Start EXTRACTED MATERIAL

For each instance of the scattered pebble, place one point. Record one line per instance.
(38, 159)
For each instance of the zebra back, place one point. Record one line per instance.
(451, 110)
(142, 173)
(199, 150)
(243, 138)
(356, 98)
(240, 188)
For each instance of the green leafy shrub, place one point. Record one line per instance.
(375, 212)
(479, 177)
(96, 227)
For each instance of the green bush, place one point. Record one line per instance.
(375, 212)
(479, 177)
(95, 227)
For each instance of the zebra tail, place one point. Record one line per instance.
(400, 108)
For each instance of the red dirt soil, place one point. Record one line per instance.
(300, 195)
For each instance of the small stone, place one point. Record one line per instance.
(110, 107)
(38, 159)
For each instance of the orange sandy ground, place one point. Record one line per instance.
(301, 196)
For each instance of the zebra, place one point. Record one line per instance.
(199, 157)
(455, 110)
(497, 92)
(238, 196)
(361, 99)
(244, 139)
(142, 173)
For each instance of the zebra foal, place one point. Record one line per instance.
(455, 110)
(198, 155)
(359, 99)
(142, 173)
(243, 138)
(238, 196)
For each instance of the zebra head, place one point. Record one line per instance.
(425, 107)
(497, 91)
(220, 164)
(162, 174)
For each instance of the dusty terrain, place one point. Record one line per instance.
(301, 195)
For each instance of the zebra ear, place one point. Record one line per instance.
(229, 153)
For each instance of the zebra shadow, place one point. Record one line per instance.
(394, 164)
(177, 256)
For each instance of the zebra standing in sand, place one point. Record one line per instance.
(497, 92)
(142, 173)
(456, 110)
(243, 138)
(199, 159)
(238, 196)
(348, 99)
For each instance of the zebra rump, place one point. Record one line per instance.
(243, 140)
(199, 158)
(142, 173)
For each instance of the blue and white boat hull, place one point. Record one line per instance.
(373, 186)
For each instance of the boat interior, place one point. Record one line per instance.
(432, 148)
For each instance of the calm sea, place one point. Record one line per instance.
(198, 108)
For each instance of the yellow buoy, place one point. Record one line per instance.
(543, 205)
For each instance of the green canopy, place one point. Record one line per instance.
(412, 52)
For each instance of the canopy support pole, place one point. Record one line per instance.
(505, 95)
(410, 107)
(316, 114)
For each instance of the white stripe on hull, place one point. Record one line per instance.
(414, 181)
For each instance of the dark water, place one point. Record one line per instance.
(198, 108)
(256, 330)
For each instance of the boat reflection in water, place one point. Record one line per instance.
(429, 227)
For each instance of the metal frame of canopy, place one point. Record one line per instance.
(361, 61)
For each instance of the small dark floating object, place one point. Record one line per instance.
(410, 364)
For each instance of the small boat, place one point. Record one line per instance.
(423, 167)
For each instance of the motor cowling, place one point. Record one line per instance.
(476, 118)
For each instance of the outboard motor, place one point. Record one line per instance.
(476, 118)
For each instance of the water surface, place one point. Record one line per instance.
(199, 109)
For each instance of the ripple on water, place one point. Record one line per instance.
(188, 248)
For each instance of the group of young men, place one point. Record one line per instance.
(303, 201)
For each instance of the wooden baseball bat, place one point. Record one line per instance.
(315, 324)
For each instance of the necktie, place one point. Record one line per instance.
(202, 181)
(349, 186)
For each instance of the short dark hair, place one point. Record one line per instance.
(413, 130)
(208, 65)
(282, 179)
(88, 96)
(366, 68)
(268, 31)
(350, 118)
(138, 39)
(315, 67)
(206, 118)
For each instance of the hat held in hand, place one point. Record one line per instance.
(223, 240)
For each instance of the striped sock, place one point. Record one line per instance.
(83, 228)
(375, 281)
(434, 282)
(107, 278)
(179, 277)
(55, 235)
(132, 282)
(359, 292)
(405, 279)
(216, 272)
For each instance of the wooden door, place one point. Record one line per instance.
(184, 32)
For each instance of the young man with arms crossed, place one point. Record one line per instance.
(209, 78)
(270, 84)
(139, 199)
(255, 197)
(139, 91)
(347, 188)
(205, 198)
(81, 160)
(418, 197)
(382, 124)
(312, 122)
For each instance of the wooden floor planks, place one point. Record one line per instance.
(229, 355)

End EXTRACTED MATERIAL

Rescale the material from the line containing "For each instance of the necktie, place" through the end of the material, both included, by reproducing every line (requests unchanged) with each coordinate value multiplied by 2.6 and rounded to the nearest whole number, halves rounded up.

For each instance of the necktie, place one point. Record one line per instance.
(525, 471)
(907, 484)
For each instance of the short dark hair, place one point. Record one line per instance.
(1074, 338)
(541, 169)
(733, 465)
(229, 250)
(952, 177)
(697, 81)
(910, 307)
(359, 101)
(819, 174)
(536, 307)
For each instance of the hat held in hand, place one point. Record one line per instance.
(580, 624)
For each instance of the striped sock, place one point. Record one line per instance.
(216, 593)
(975, 731)
(1128, 733)
(278, 723)
(465, 720)
(143, 611)
(343, 733)
(933, 759)
(1053, 725)
(562, 707)
For each instance of the wooden door, place one point. Record one line per instance.
(478, 83)
For each instance of the young man with arms crossed, place one point. Record one line per instance.
(543, 203)
(702, 218)
(361, 517)
(663, 512)
(361, 237)
(902, 489)
(533, 515)
(211, 416)
(1087, 512)
(993, 322)
(811, 317)
For each instance of the wooden floor planks, place one point. Record one line per instance.
(595, 923)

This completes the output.